• **Problem description**: Find each line in the records below that contains the string "cloud", and copy those lines out.

[Coordinate annotation records]
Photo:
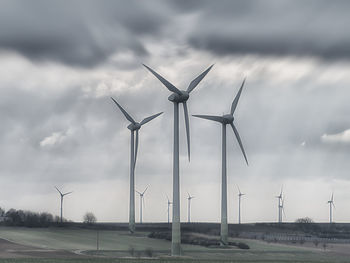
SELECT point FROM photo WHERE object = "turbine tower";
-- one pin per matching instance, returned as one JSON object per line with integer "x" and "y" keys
{"x": 280, "y": 205}
{"x": 177, "y": 97}
{"x": 224, "y": 120}
{"x": 62, "y": 195}
{"x": 169, "y": 204}
{"x": 331, "y": 206}
{"x": 142, "y": 202}
{"x": 239, "y": 204}
{"x": 189, "y": 198}
{"x": 134, "y": 128}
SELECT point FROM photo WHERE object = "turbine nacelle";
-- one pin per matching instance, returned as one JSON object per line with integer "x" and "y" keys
{"x": 175, "y": 97}
{"x": 227, "y": 119}
{"x": 134, "y": 126}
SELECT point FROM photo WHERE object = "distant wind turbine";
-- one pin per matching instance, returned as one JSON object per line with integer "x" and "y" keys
{"x": 189, "y": 199}
{"x": 133, "y": 127}
{"x": 224, "y": 120}
{"x": 142, "y": 202}
{"x": 280, "y": 205}
{"x": 239, "y": 204}
{"x": 62, "y": 195}
{"x": 177, "y": 97}
{"x": 169, "y": 204}
{"x": 331, "y": 206}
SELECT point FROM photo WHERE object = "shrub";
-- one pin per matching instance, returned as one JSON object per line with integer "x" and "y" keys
{"x": 243, "y": 245}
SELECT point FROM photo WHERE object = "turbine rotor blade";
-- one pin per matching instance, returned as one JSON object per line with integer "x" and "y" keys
{"x": 58, "y": 190}
{"x": 239, "y": 141}
{"x": 127, "y": 116}
{"x": 235, "y": 101}
{"x": 145, "y": 190}
{"x": 210, "y": 117}
{"x": 136, "y": 146}
{"x": 166, "y": 83}
{"x": 145, "y": 120}
{"x": 196, "y": 81}
{"x": 187, "y": 124}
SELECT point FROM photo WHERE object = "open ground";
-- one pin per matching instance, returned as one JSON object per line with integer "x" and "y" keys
{"x": 76, "y": 244}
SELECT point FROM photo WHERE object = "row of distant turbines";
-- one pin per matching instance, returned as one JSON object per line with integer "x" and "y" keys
{"x": 280, "y": 206}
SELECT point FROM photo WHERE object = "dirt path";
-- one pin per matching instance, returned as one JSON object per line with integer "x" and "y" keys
{"x": 9, "y": 249}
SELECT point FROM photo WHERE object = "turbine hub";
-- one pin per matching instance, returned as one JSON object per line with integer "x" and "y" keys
{"x": 179, "y": 98}
{"x": 228, "y": 118}
{"x": 134, "y": 127}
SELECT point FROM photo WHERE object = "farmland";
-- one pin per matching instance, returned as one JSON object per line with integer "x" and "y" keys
{"x": 76, "y": 244}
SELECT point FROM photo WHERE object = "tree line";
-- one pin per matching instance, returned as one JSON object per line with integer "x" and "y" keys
{"x": 26, "y": 218}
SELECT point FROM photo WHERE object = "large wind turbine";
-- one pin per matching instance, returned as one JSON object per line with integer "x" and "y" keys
{"x": 224, "y": 120}
{"x": 178, "y": 96}
{"x": 239, "y": 204}
{"x": 169, "y": 204}
{"x": 331, "y": 206}
{"x": 142, "y": 201}
{"x": 133, "y": 127}
{"x": 189, "y": 199}
{"x": 62, "y": 195}
{"x": 280, "y": 205}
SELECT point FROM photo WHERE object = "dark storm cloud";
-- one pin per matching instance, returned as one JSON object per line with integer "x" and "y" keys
{"x": 301, "y": 28}
{"x": 86, "y": 33}
{"x": 83, "y": 33}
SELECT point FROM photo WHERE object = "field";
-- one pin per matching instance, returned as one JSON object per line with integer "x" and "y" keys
{"x": 19, "y": 244}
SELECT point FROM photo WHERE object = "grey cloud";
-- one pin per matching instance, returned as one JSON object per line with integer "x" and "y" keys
{"x": 84, "y": 33}
{"x": 277, "y": 28}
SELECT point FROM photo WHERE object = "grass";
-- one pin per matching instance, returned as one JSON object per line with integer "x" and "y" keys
{"x": 115, "y": 247}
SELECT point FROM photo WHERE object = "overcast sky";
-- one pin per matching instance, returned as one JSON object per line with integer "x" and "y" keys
{"x": 61, "y": 62}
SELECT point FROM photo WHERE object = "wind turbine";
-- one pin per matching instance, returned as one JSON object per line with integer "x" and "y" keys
{"x": 224, "y": 120}
{"x": 189, "y": 198}
{"x": 280, "y": 205}
{"x": 169, "y": 204}
{"x": 239, "y": 204}
{"x": 133, "y": 127}
{"x": 62, "y": 195}
{"x": 331, "y": 206}
{"x": 177, "y": 97}
{"x": 142, "y": 202}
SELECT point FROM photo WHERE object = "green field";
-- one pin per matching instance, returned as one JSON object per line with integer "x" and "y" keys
{"x": 117, "y": 246}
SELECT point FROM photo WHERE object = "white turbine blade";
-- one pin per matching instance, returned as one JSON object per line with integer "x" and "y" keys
{"x": 136, "y": 146}
{"x": 58, "y": 190}
{"x": 196, "y": 81}
{"x": 210, "y": 117}
{"x": 166, "y": 83}
{"x": 187, "y": 124}
{"x": 284, "y": 213}
{"x": 239, "y": 141}
{"x": 145, "y": 190}
{"x": 281, "y": 191}
{"x": 145, "y": 120}
{"x": 235, "y": 101}
{"x": 127, "y": 116}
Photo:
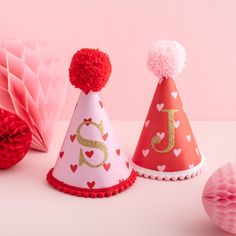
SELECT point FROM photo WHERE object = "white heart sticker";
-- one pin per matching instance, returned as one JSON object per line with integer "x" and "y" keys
{"x": 174, "y": 95}
{"x": 145, "y": 152}
{"x": 161, "y": 168}
{"x": 160, "y": 106}
{"x": 177, "y": 151}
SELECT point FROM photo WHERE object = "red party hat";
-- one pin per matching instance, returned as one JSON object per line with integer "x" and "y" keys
{"x": 167, "y": 149}
{"x": 91, "y": 162}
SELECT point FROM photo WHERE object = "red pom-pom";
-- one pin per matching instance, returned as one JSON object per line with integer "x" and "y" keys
{"x": 90, "y": 70}
{"x": 15, "y": 139}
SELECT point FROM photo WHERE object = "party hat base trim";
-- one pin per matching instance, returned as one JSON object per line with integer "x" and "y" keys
{"x": 177, "y": 175}
{"x": 93, "y": 193}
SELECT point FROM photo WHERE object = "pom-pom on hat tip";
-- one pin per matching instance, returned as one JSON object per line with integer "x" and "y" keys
{"x": 166, "y": 59}
{"x": 89, "y": 70}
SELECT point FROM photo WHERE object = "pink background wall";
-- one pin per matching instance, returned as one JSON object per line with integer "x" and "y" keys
{"x": 125, "y": 29}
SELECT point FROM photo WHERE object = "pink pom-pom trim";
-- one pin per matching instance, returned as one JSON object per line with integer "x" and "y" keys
{"x": 166, "y": 59}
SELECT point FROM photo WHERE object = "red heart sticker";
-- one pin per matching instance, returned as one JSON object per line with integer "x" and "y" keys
{"x": 72, "y": 137}
{"x": 101, "y": 104}
{"x": 118, "y": 152}
{"x": 89, "y": 153}
{"x": 106, "y": 166}
{"x": 127, "y": 164}
{"x": 61, "y": 154}
{"x": 91, "y": 184}
{"x": 105, "y": 136}
{"x": 73, "y": 168}
{"x": 88, "y": 121}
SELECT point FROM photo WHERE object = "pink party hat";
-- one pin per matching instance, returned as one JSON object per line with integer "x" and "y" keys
{"x": 91, "y": 162}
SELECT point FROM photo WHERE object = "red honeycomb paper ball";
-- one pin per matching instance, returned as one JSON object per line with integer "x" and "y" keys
{"x": 15, "y": 139}
{"x": 89, "y": 69}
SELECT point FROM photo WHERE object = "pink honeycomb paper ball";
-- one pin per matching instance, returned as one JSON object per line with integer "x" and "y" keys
{"x": 219, "y": 197}
{"x": 33, "y": 83}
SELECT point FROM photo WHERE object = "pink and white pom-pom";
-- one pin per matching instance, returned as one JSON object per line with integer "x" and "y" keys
{"x": 166, "y": 59}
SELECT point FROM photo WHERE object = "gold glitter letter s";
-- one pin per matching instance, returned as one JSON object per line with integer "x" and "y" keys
{"x": 92, "y": 144}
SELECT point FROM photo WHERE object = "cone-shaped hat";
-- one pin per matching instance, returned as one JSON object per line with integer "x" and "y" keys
{"x": 91, "y": 163}
{"x": 167, "y": 149}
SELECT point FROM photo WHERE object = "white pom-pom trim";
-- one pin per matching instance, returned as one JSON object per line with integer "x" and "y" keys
{"x": 166, "y": 58}
{"x": 177, "y": 175}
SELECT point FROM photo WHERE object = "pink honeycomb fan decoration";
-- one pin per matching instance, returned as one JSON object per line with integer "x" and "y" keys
{"x": 33, "y": 83}
{"x": 219, "y": 197}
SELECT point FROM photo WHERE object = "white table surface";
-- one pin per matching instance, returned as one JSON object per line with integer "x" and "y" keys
{"x": 30, "y": 207}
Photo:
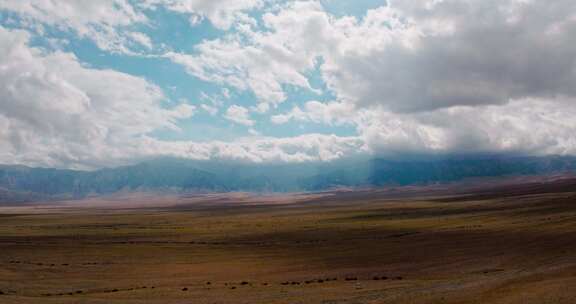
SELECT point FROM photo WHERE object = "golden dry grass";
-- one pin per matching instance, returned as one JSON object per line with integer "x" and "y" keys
{"x": 342, "y": 248}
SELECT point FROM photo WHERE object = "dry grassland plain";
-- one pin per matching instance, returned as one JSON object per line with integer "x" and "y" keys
{"x": 497, "y": 246}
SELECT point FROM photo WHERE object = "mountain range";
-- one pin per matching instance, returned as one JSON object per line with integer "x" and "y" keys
{"x": 21, "y": 183}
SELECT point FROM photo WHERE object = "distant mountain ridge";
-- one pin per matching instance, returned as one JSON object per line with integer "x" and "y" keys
{"x": 21, "y": 183}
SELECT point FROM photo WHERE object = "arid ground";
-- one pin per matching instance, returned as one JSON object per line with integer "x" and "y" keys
{"x": 513, "y": 243}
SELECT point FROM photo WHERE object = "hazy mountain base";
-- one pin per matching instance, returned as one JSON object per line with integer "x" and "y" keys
{"x": 19, "y": 183}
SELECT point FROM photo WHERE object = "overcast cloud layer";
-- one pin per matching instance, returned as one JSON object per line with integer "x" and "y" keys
{"x": 410, "y": 77}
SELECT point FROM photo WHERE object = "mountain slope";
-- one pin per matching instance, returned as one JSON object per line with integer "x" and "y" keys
{"x": 20, "y": 182}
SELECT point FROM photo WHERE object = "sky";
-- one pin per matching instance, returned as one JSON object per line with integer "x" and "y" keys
{"x": 89, "y": 84}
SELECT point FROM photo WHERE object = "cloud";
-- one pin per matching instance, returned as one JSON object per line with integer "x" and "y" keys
{"x": 221, "y": 13}
{"x": 106, "y": 22}
{"x": 331, "y": 113}
{"x": 440, "y": 54}
{"x": 54, "y": 110}
{"x": 239, "y": 115}
{"x": 262, "y": 61}
{"x": 305, "y": 148}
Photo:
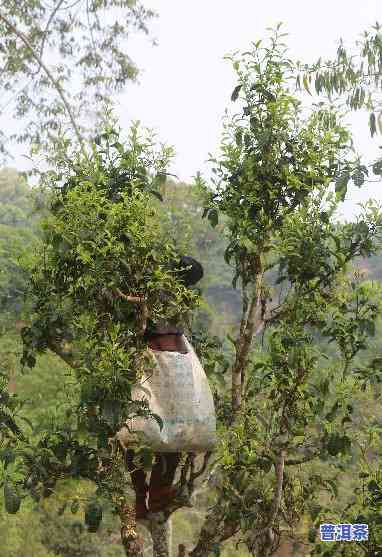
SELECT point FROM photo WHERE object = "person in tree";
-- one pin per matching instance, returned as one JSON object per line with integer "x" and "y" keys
{"x": 162, "y": 336}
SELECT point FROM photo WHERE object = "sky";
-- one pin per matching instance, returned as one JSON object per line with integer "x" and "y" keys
{"x": 185, "y": 84}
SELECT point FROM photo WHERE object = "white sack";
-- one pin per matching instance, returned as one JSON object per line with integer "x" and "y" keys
{"x": 178, "y": 391}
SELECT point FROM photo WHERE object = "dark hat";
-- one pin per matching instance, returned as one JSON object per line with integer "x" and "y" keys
{"x": 191, "y": 272}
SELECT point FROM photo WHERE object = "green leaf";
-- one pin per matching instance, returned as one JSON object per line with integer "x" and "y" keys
{"x": 341, "y": 185}
{"x": 377, "y": 168}
{"x": 306, "y": 86}
{"x": 236, "y": 92}
{"x": 372, "y": 124}
{"x": 75, "y": 506}
{"x": 159, "y": 421}
{"x": 213, "y": 217}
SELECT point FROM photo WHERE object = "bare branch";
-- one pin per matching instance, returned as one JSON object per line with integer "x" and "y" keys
{"x": 54, "y": 82}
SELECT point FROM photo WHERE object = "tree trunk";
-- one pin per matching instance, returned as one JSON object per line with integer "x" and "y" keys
{"x": 131, "y": 541}
{"x": 247, "y": 331}
{"x": 160, "y": 529}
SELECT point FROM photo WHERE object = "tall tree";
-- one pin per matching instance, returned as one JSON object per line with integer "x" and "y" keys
{"x": 273, "y": 182}
{"x": 60, "y": 64}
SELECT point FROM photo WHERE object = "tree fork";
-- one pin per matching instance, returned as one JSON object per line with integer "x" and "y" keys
{"x": 252, "y": 322}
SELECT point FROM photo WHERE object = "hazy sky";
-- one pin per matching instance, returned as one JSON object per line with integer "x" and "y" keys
{"x": 185, "y": 84}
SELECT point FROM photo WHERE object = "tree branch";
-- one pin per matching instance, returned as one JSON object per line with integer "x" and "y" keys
{"x": 55, "y": 83}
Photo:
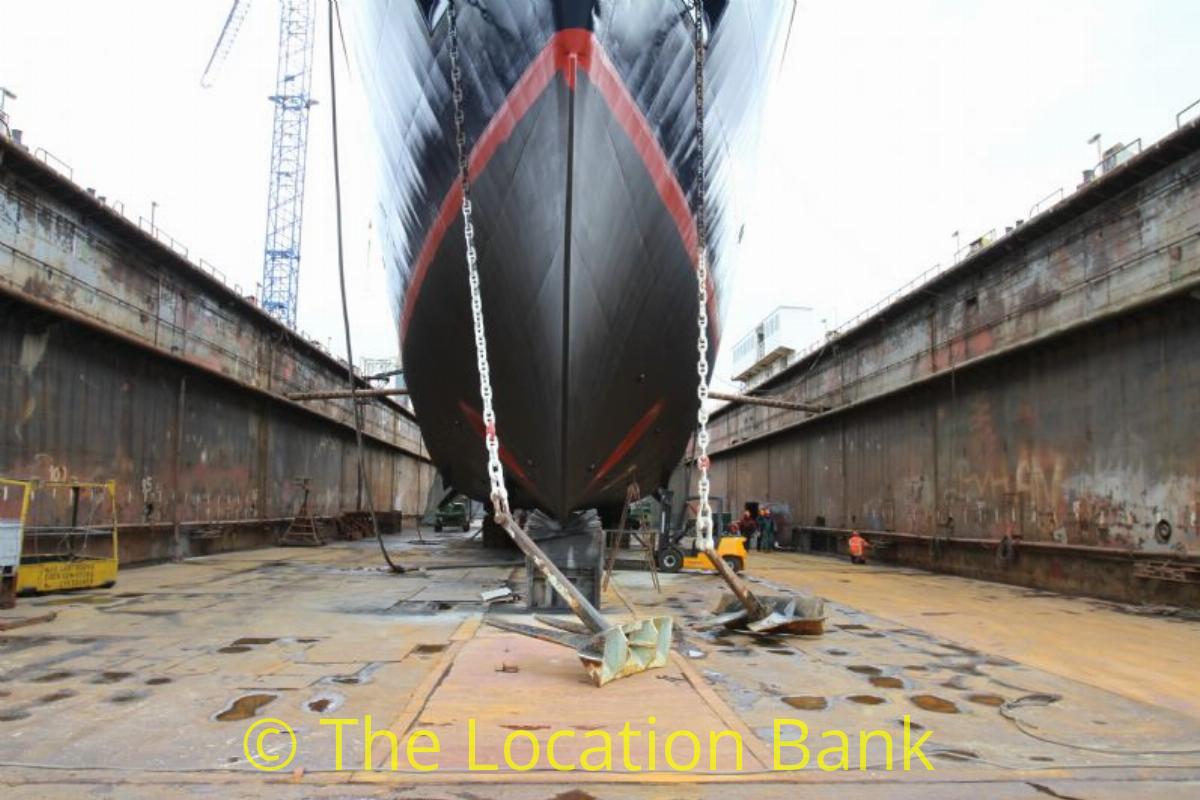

• **Exercise solution**:
SELECT point FROM photo WHERE object = "dark storm cloud";
SELECT point FROM photo WHERE object = "grey cloud";
SELECT point FROM photo WHERE object = "overcast cloud layer";
SELECT point FROM photo WHERE object = "cloud";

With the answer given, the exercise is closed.